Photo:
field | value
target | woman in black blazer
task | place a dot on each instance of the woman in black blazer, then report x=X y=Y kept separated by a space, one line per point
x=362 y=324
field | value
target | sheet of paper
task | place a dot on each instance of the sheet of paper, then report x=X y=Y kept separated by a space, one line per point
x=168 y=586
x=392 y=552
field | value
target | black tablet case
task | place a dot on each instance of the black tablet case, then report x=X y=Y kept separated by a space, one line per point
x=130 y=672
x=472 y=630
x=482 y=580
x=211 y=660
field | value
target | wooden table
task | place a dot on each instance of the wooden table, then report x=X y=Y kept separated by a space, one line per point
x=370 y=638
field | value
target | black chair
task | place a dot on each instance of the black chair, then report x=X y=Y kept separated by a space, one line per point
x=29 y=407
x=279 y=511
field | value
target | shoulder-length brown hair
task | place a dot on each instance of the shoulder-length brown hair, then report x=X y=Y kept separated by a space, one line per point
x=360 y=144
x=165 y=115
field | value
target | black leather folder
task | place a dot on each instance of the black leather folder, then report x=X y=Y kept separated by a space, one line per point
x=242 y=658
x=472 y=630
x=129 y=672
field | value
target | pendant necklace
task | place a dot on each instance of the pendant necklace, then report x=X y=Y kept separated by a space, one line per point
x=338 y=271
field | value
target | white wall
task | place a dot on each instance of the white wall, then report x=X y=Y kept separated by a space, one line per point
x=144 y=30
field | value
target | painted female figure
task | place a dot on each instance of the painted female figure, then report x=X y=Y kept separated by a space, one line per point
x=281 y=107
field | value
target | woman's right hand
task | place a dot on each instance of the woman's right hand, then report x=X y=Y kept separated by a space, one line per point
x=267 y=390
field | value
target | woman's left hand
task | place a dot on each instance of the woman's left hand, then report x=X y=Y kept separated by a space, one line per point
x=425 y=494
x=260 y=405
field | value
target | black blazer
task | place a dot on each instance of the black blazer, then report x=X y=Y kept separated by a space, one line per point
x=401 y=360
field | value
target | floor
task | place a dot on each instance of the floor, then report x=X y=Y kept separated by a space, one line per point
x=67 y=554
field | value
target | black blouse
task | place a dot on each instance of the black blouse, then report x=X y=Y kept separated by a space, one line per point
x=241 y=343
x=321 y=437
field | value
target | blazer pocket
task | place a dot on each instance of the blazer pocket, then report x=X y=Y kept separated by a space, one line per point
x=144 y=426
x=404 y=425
════════════════
What is expected: Without changing a word, write out each entry again.

Output of the task:
Photo:
field | value
target | woman in black blazer
task | place a dot on each instance of the woman in black blazer, then report x=X y=Y kept separated by a space, one line per point
x=362 y=324
field | value
target | sheet of paper
task | place a dot on each instance of the sheet of paper, then report x=X y=Y kept separated by a space, one line per point
x=168 y=586
x=392 y=552
field | value
target | black tablet case
task | place a dot on each instance of the black tablet case, then report x=X y=Y kept separated by a space, one line per point
x=130 y=672
x=472 y=630
x=482 y=580
x=211 y=660
field | value
target | wooden table
task | place a dot on each instance of the wooden table, then report x=X y=Y kept separated by a space, one line per point
x=370 y=638
field | value
target | black chair
task | place a dot on each instance of the black chair, then report x=X y=Y kept separated by a space, one line per point
x=29 y=407
x=279 y=511
field | value
target | shoulder-length brown hair
task | place a dot on each instance of the shoulder-length brown hair, then report x=X y=Y kept separated by a space, one line per point
x=360 y=144
x=165 y=115
field | value
target | black leather folder
task | place a dot on each instance of the black leather folder, then report x=X y=Y kept separated by a space, one line per point
x=242 y=658
x=472 y=630
x=129 y=672
field | value
target | pendant necklace
task | place a dot on each instance of the pendant necklace, then report x=X y=Y kept separated by a space, one line per point
x=338 y=271
field | value
target | white wall
task | place a dot on each instance of the white wall, then report x=X y=Y kept separated by a space, one line per point
x=144 y=30
field | value
target | painted female figure
task | place a dot on each instance of the painted female figure, then report x=X y=Y kept separated by a space, one line per point
x=281 y=107
field | value
target | woman's right hand
task | place a dot on each instance of the woman's right hand, then report x=X y=Y kept separated by a space, one line per point
x=267 y=390
field | value
target | woman's left hand
task | place a dot on each instance of the woman's left hand, then report x=X y=Y kept separated by a space, one line per point
x=425 y=494
x=260 y=405
field | value
target | black blazer
task | place a dot on each instance of the black blazer, then report x=X y=Y kept separated by a space, one line per point
x=401 y=360
field | value
target | floor
task | place a dot on each instance of the floor, then report x=X y=Y kept separated by a space, one line per point
x=67 y=554
field | value
target | black blouse
task | place a dot on each instance of the black blouse, then report x=X y=Y kept separated by a space, one line per point
x=241 y=343
x=321 y=437
field | value
target | blazer pocket
task | place a dot on each instance of the blazer pocket, then report x=X y=Y kept separated by a space, one line per point
x=144 y=426
x=404 y=425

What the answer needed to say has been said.